> TEXT:
----------------

Authoritarianism is solidly entrenched in the Middle East and North Africa. And, of course, the region is not alone in facing the ascendance of authoritarian rule. Not in Asia, where China is leading the region along the path of personalized autocracy. Not in South Asia, where Modi is embracing the playbook of populist autocrats like Orban, Erdogan, and Chavez. Not in Latin American, where countries like Mexico and El Salvador see the state embracing ever more coercive tactics in the hopes of taming pervasive gang warfare. These are bleak times for those invested in democratic transition.


The Political Situation of Iraq Today

By David Patel
Fellow, Middle East Initiative, Harvard Kennedy School; former Senior Fellow, Crown Center for Middle East Studies, Brandeis University

Twenty years after the US-led invasion, Iraq’s political system is often described as dysfunctional: shaped by sectarianism, riven by corruption, and subordinate to militias and foreign powers. Iraqi protesters call for the system’s toppling, and analysts routinely predict imminent collapse. But despite these ailments, Iraq’s post-2005 electoral political system has also been resilient, inclusive, and competitive. When the government of Afghanistan collapsed in the days leading up to the withdrawal of US forces from that country in August 2021, Iraqis were preparing for their country’s sixth parliamentary election, ten years after the initial withdrawal of US combat troops from Iraq. This article examines Iraq’s surprising political resiliency.

----------------

> DATA PROVIDED:
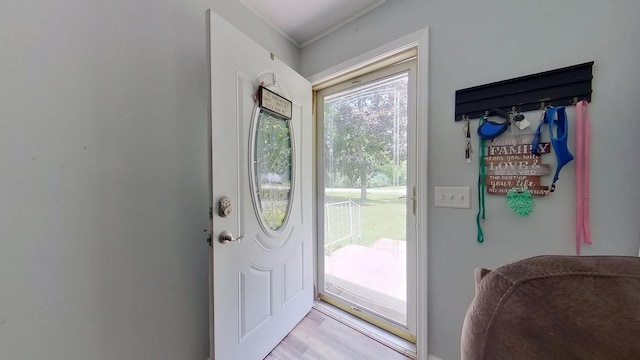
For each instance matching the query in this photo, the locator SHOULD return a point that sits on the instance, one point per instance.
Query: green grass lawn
(382, 215)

----------------

> OBJECTIVE 1:
Answer these questions from the text on authoritarianism and Iraq.
(a) Which country is leading Asia along the path of personalized autocracy?
(b) For which election were Iraqis preparing when the government of Afghanistan collapsed in August 2021?
(c) Besides resilient, what two qualities does the text attribute to Iraq's post-2005 electoral political system?
> OBJECTIVE 2: Resume the text on authoritarianism and Iraq, carrying it on from its final sentence.

> TASK ANSWER 1:
(a) China.
(b) Iraq's sixth parliamentary election.
(c) Inclusive and competitive.

> TASK ANSWER 2:
Despite having been born under occupation, Iraq’s political system has been remarkably durable. It has weathered brutal civil war(s); the withdrawal of US forces; eight years of a venal premier; a Kurdish independence referendum; the collapse of much of the Iraqi military; the rise, spread, and defeat of ISIS’s caliphate; US-Iranian conflict on Iraqi territory; protracted periods of government formation; the storming of the parliamentary complex by protesters; a sustained protest movement; and the violent suppression of that protest movement by militias. Any one of those events could have been a turning point that brought down the system. Yet during those turbulent eighteen years, Iraq held six parliamentary elections, each of them competitive and meaningful.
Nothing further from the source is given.